What you will do
1. In the coordinate injection page, reproduce the passage starting with "Runtime requirements enforced" and going on through "latitude/longitude in degrees.", switching "raises" to "throws" wherever it occurs.
2. Using the coordinate injection page, answer each question briefly:
(a) Which coordinate encoding is the default?
(b) Which dataset setting must be true so that batches include coords?
(c) Which date encoding is currently available?
3. Extend the coordinate injection page onward from its final line.

Text provided

__________

Data + Coordinate Injection¶

This page explains how location and date features are fused and injected into the denoiser using one FiLM-style conditioning path.

Where This Happens in Code¶

coordinate/date encoding logic: src/depth_recon/models/diffusion/DenoisingDiffusionProcess/DenoisingDiffusionProcess.py
FiLM application in ConvNeXt block: src/depth_recon/models/diffusion/DenoisingDiffusionProcess/backbones/unet_convnext.py

Enabling It¶

Main config flags (model section):
- coord_conditioning.enabled
- coord_conditioning.encoding: unit_sphere, sincos, raw
- coord_conditioning.include_date
- coord_conditioning.date_encoding: currently day_of_year_sincos
- coord_conditioning.embed_dim

Data-side requirement:
- dataset.output.return_coords: true so batches include coords

Runtime requirements enforced by code:
- if coord conditioning is enabled and coords is missing, inference/training raises an error
- if date conditioning is enabled and date is missing, inference/training raises an error

Coordinate Encoding Options¶

`unit_sphere` (default)¶

Input: latitude/longitude in degrees.

Transform:
- convert to radians
- map to 3D unit sphere
- output features: (x, y, z)

__________

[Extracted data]
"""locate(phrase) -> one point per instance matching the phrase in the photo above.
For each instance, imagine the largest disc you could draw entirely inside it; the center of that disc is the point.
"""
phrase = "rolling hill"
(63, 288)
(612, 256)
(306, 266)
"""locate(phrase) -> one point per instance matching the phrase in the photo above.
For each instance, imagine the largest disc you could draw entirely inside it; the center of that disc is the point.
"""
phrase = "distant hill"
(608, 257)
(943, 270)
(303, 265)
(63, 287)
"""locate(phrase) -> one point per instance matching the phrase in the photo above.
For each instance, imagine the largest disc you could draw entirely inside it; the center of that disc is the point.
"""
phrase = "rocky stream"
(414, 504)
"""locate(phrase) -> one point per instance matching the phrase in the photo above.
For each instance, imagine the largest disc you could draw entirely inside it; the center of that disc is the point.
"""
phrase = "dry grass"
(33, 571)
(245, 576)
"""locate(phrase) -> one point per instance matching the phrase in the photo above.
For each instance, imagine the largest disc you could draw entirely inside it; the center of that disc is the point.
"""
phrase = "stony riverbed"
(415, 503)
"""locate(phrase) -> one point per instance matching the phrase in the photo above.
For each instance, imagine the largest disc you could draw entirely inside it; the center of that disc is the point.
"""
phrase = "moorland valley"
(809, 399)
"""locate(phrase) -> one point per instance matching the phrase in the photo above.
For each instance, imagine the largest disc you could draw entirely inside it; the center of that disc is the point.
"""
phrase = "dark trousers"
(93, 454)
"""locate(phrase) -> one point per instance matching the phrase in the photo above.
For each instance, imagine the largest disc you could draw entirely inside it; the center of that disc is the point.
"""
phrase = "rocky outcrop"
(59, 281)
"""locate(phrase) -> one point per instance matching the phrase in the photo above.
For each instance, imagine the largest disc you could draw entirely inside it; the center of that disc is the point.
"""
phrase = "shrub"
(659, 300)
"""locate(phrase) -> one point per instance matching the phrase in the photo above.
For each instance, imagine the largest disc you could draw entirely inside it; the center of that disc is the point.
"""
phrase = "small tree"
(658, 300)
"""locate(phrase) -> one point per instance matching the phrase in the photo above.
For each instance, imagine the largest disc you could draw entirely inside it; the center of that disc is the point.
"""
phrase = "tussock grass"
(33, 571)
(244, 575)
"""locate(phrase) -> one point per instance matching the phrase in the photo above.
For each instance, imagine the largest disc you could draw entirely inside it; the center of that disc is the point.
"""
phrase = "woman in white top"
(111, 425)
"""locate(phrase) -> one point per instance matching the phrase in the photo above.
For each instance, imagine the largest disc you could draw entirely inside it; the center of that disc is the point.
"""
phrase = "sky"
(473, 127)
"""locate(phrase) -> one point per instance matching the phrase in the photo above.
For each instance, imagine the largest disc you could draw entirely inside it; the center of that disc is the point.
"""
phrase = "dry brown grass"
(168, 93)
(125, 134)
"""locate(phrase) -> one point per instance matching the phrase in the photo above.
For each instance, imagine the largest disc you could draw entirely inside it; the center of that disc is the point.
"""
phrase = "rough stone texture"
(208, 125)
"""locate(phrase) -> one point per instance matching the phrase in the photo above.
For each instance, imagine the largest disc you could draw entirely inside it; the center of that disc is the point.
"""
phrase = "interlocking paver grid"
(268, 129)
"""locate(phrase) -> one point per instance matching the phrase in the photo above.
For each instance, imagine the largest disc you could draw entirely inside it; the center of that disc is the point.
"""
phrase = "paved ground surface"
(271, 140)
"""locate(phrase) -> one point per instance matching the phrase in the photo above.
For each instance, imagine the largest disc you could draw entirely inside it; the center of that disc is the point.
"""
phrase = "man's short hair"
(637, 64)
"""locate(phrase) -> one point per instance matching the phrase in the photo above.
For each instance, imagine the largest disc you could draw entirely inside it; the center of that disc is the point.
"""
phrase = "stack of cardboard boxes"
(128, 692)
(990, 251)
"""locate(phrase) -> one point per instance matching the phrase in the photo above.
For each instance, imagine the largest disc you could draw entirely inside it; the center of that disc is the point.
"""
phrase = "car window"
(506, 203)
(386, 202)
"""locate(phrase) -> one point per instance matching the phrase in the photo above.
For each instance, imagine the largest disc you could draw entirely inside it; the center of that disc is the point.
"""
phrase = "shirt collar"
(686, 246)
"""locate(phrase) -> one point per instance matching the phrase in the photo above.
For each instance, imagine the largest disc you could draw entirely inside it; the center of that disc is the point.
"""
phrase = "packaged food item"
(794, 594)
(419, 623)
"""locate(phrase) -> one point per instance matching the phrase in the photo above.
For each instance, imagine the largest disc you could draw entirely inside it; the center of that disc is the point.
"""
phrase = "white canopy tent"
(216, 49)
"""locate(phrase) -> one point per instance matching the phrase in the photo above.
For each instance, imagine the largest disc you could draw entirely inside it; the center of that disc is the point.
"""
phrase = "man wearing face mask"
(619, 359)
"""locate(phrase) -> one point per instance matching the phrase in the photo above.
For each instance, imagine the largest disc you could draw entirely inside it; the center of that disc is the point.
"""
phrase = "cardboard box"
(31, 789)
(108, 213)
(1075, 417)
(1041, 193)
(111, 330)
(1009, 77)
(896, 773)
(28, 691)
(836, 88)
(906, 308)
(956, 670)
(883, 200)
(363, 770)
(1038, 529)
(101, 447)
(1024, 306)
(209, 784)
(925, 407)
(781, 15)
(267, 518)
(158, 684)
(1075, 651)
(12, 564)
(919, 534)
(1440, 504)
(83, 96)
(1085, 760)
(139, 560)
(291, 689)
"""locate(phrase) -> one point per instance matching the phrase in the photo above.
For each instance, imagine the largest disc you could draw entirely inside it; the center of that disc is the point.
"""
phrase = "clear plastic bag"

__________

Outputs by task
1.
Runtime requirements enforced by code:
- if coord conditioning is enabled and coords is missing, inference/training throws an error
- if date conditioning is enabled and date is missing, inference/training throws an error

Coordinate Encoding Options¶

`unit_sphere` (default)¶

Input: latitude/longitude in degrees.

2.
(a) unit_sphere
(b) dataset.output.return_coords
(c) day_of_year_sincos

3.
Why it is useful:
- avoids longitude discontinuity at ±180°

This 3D view shows one example coordinate encoded as (x, y, z) on the sphere. Red/green/blue arrows are the x/y/z components, and the black arrow is the resulting encoded vector.

This image evaluates all integer (lat, lon) combinations and maps the 3D unit-sphere encoding (x, y, z) to RGB. It visualizes how each coordinate is transformed into a 3-value vector before FiLM embedding, showing smooth transitions and proper wrap-around from -90 to +90 and -180 to +180.

`sincos`¶

Features:
- sin(lat), cos(lat), sin(lon), cos(lon)

Why it is useful:
- periodic and wrap-safe representation

`raw`¶

Features:
- lat / 90
- lon / 180

Why it is simple:
- minimal feature transform, but not wrap-safe at dateline transitions

Date Encoding¶

Current implementation supports one option:
- day_of_year_sincos

Pipeline:
1. parse date as integer YYYYMMDD
2. validate month/day values
3. compute non-leap day-of-year using fixed month offsets
4. encode as:
- sin(2*pi*doy/365)
- cos(2*pi*doy/365)

Dataset date parsing convention:
- monthly source names (YYYYMM) are converted to mid-month (YYYYMM15)
- in the OSTIA overlap setup, depth files still provide source_file while OSTIA timestamps are stored separately (ostia_timestamp_utc), so model date conditioning remains mid-month aligned

This plot shows all 365 day-of-year embeddings as points in the sin/cos plane. Each day maps to one point on the unit circle, which makes the representation periodic and year-wrap safe.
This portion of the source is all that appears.